## [Metin]
HAFTALIK GÜNDEM DEĞERLENDİRME

Berat Albayrak’ın İstifası ve Ekonomideki Durum

Hizb-ut Tahrir Türkiye medya bürosu başkanı Mahmut Kar, Türkiye ve dünya gündemine ilişkin açıklamalarda bulundu.

Haftalık Değerlendirme Toplantısı

BERAT ALBAYRAK’IN İSTİFASI VE EKONOMİDEKİ DURUM

Bu hafta toplantımızda yeni sıcak gelişmeleri gündemimize alacağız. Malum Türkiye’de kamuoyu Amerika’daki başkanlık seçimlerini çok yakından takip etti. ABD seçimlerini birçok yönü ile değerlendireceğiz. Yine dün gece Azerbaycan-Ermenistan savaşı ile ilgili yeni gelişmeler yaşandı, Rusya öncülüğünde bir ateşkes imzalandı. Bu anlaşmayı değerlendireceğiz.  Ama öncesinde iki gündür Türkiye’nin gündemini meşgul eden Hazine ve Maliye Bakanı’nın istifası ile toplantımıza başlamak istiyorum. Yapılan hamasi açıklamaların aksine Türkiye ekonomisi her geçen gün daha da kötüye gidiyor. Türk lirası dolar karşısında eridikçe eriyor. Bu durum döviz rezervi gün be gün eriyen Türkiye’nin dış borç yükünü daha da fazla artırıyor tabi. Merkez Bankası’nın gizlice faiz yükseltmesi de doların ateşini düşürmeyince sürpriz gelişmeler yaşandı. Önce cuma günü Merkez Bankası Başkanı değişti, Murat Uysal’ın yerine Naci Ağbal atandı. Ardından Hazine ve Maliye Bakanı Berat Albayrak sosyal medya hesabından istifa ettiğini açıkladı. İstifa etti etmesine de Albayrak’ın istifasının üzerinden neredeyse 24 saat geçtikten sonra istifa resmi ağızdan teyit edildi. Cumhurbaşkanlığı İletişim Başkanlığı tarafından yapılan açıklama ile istifanın kabul edildiği, istifanın değil af talebinin kabul edildiği duyuruldu.

Kıymetli Müslümanlar!

## [Kaynak Alıntısı]
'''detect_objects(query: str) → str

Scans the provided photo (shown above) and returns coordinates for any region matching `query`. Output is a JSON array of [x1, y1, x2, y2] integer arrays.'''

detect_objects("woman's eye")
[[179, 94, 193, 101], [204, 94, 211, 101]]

## [Amaç]
Albayrak'ın istifasını ele alan metindeki "HAFTALIK GÜNDEM DEĞERLENDİRME" ifadesinden "ilişkin açıklamalarda bulundu." ifadesine kadar olan kısmı olduğu gibi yazın. Liste, metinden ayrı bir malzemedir.

## [Doğru Çıktı]
HAFTALIK GÜNDEM DEĞERLENDİRME

Berat Albayrak’ın İstifası ve Ekonomideki Durum

Hizb-ut Tahrir Türkiye medya bürosu başkanı Mahmut Kar, Türkiye ve dünya gündemine ilişkin açıklamalarda bulundu.